▶ [Consigne] Traduisez en anglais la phrase suivante de l'extrait source sur la consommation de foncier : « Le législateur a donc souhaité agir pour réduire l'artificialisation. »

▶ [Extrait source]
******************************

M. Nicolas Sansu . Ce n'est pas une honte de construire des HLM !

Mme Frédérique Meunier . Dans ce contexte, je souhaiterais savoir si le gouvernement a l'intention de soutenir cette proposition de loi et s'il envisage des mesures pour faciliter sa mise en œuvre.

M. le président . La parole est à Mme la ministre déléguée chargée de la ruralité.

Mme Françoise Gatel, ministre déléguée chargée de la ruralité . La loi portant lutte contre le dérèglement climatique et renforcement de la résilience face à ses effets – dite climat et résilience – a fixé comme objectif de réduire le rythme de consommation de foncier. En effet, durant la décennie 2011-2020, nous avons artificialisé en moyenne 24 000 hectares par an, ce qui représente autant de foncier agricole perdu et une certaine forme de nuisance environnementale. Le législateur a donc souhaité agir pour réduire l'artificialisation.

******************************

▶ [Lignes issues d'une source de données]
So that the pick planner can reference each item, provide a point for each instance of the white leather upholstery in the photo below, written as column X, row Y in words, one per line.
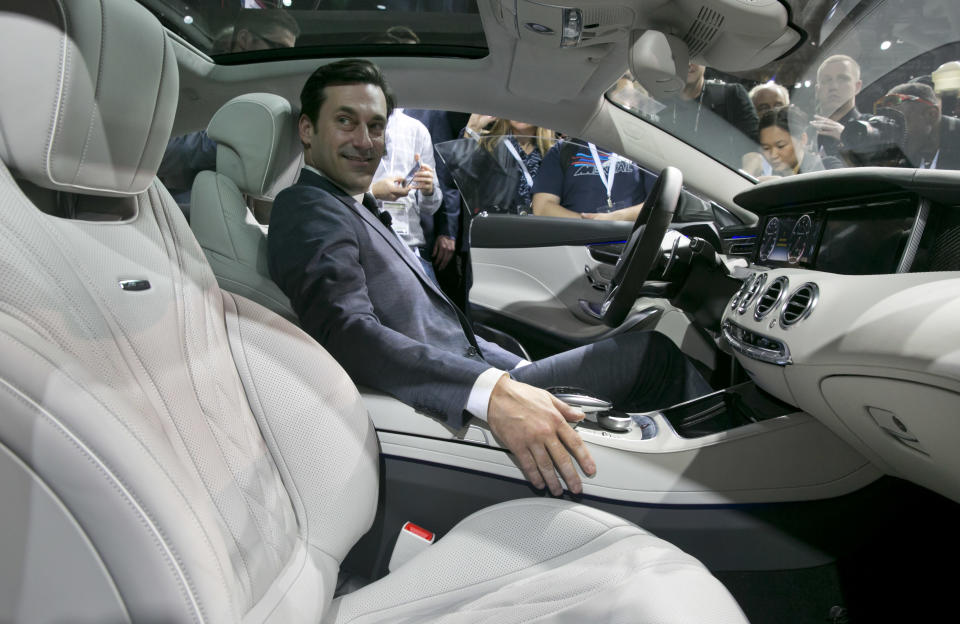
column 256, row 145
column 543, row 560
column 65, row 135
column 180, row 454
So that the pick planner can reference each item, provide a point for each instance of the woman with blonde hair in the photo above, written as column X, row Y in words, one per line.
column 512, row 152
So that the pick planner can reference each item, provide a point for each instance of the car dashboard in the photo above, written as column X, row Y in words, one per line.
column 848, row 310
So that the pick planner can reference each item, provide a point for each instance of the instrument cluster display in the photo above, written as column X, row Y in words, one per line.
column 852, row 240
column 789, row 239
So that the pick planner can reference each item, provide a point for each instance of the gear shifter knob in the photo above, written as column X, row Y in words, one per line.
column 580, row 399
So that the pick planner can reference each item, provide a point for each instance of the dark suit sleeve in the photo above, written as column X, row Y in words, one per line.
column 314, row 256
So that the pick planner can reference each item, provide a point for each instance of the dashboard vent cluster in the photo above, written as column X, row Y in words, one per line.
column 751, row 289
column 770, row 297
column 799, row 304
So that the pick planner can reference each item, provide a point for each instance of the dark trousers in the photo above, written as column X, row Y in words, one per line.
column 636, row 371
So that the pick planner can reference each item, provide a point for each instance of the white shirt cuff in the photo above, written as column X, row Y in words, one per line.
column 479, row 398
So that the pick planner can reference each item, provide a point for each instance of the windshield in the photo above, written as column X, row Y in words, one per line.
column 875, row 84
column 256, row 30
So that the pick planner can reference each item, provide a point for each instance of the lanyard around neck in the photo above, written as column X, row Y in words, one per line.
column 516, row 156
column 611, row 171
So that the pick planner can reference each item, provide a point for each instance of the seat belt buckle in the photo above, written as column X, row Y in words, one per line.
column 412, row 540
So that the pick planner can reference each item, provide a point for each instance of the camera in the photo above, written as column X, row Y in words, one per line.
column 876, row 141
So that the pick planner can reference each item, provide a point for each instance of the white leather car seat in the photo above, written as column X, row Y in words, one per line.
column 257, row 149
column 172, row 452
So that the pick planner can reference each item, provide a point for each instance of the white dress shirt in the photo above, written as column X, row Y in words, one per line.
column 405, row 137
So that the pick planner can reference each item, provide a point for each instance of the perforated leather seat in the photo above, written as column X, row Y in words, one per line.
column 172, row 452
column 258, row 154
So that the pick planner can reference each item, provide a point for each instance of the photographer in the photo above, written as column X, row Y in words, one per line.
column 931, row 140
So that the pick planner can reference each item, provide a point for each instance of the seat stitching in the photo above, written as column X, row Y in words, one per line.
column 495, row 578
column 206, row 322
column 266, row 425
column 167, row 550
column 96, row 94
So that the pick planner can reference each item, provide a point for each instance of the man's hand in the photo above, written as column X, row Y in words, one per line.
column 624, row 214
column 389, row 189
column 532, row 423
column 827, row 127
column 479, row 122
column 443, row 251
column 423, row 178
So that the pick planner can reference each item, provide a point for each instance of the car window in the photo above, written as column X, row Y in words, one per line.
column 530, row 175
column 876, row 83
column 233, row 32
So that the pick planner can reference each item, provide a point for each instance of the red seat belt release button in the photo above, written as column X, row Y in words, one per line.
column 412, row 540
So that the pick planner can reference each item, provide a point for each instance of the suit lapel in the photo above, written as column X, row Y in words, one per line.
column 311, row 178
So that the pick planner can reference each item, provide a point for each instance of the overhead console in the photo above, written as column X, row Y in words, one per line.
column 659, row 38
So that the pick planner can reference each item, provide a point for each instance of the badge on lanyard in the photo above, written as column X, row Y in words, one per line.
column 398, row 212
column 607, row 179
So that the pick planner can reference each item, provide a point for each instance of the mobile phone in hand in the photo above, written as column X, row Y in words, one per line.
column 413, row 171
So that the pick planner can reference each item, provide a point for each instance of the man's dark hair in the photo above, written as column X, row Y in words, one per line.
column 789, row 118
column 917, row 89
column 346, row 72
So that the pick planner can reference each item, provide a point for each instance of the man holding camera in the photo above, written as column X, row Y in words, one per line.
column 931, row 140
column 838, row 83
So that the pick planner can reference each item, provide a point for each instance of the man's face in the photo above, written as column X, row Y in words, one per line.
column 767, row 99
column 348, row 140
column 838, row 83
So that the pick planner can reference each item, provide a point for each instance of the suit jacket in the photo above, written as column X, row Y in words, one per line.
column 364, row 296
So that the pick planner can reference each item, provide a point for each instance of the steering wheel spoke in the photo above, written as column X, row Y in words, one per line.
column 642, row 250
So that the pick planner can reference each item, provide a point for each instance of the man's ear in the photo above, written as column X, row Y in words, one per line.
column 305, row 128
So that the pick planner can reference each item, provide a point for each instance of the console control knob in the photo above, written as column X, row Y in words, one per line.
column 612, row 420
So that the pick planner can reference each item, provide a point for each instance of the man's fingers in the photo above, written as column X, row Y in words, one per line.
column 561, row 459
column 528, row 465
column 575, row 444
column 546, row 469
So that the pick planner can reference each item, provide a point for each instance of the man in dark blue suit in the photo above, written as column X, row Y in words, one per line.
column 362, row 293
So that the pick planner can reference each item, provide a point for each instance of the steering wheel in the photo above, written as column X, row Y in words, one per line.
column 643, row 247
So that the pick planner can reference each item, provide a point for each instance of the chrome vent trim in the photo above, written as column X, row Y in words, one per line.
column 702, row 31
column 751, row 292
column 771, row 297
column 743, row 288
column 799, row 304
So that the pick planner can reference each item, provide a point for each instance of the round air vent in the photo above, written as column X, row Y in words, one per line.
column 743, row 288
column 750, row 294
column 799, row 305
column 770, row 298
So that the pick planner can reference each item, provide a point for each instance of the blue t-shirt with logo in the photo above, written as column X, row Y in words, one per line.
column 569, row 171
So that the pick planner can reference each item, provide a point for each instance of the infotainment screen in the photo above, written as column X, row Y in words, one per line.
column 867, row 239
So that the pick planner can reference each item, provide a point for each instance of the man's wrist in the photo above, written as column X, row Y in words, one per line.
column 479, row 400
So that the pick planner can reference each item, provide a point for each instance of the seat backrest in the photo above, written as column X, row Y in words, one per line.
column 257, row 147
column 168, row 452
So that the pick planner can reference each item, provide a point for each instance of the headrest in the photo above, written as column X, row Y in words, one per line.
column 88, row 92
column 256, row 139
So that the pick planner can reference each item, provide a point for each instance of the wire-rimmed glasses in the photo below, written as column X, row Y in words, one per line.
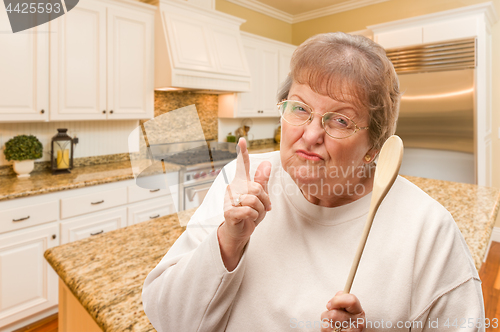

******************************

▶ [Réponse attendue] The legislature therefore sought to take action to reduce land artificialization.